*How to complete this task*.
What is the count of lines in the records that include "railway"? Reply with that number alone.

*** Exercise data ***

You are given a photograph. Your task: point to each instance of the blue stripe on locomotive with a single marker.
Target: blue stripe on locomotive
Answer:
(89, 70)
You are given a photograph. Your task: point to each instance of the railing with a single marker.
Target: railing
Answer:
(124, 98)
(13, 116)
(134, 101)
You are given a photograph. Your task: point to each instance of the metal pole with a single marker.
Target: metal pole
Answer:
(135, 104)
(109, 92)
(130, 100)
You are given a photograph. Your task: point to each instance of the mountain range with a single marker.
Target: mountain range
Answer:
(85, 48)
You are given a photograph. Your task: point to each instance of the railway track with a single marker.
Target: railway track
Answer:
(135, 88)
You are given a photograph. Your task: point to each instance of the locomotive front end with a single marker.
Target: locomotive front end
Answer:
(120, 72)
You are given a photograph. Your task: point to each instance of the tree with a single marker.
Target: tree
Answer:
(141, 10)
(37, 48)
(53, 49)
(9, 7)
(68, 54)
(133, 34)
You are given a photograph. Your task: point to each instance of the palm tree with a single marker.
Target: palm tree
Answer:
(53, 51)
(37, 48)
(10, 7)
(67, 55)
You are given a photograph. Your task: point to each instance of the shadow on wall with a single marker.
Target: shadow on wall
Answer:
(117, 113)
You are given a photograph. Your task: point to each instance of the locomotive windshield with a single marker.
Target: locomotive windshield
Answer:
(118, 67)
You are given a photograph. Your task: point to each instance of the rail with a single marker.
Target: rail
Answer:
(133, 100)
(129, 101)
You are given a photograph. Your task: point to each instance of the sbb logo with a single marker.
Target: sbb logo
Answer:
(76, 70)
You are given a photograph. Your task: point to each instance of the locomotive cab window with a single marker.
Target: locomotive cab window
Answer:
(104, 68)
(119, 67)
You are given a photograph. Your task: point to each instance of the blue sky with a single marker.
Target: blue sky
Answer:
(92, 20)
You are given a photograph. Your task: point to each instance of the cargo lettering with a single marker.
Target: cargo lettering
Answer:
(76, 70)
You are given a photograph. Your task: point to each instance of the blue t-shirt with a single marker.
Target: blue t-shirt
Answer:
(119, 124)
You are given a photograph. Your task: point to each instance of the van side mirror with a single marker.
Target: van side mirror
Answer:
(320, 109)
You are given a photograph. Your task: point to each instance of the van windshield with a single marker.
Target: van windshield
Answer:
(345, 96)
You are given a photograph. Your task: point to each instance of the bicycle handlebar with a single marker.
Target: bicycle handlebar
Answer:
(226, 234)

*** End of Exercise data ***

*Expected answer*.
2